Brief: Format every line of the records below as a numbered list, leaving out blank lines.
★ ★ ★
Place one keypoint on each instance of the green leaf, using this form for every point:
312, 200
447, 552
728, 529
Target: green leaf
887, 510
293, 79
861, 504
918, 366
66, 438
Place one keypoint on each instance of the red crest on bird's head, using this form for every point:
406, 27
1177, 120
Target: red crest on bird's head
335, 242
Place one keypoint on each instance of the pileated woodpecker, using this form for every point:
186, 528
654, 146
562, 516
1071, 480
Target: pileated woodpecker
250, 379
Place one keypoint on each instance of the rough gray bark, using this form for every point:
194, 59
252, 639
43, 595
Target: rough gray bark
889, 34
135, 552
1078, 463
★ ★ ★
Complete response:
1. Place one keypoint on each instance of the green leaf, using this form for every point:
2. 312, 200
3. 447, 552
4. 728, 529
5. Target: green leaf
6. 887, 510
7. 293, 79
8. 861, 504
9. 918, 366
10. 66, 438
11. Place one keypoint on each instance of the red crest on bird's head, using this form for every point:
12. 406, 27
13. 1177, 120
14. Target: red crest on bird's head
15. 335, 242
16. Place one keypoint on each instance of the pileated woodpecker, using this form for every point:
17. 186, 528
18. 654, 146
19. 562, 516
20. 1071, 480
21. Target: pileated woodpecker
22. 250, 379
23. Place one keypoint on each instance of the rough gray bark, using this form for every point:
24. 194, 59
25. 252, 639
26. 43, 595
27. Target: rough gray bark
28. 889, 34
29. 135, 552
30. 1078, 463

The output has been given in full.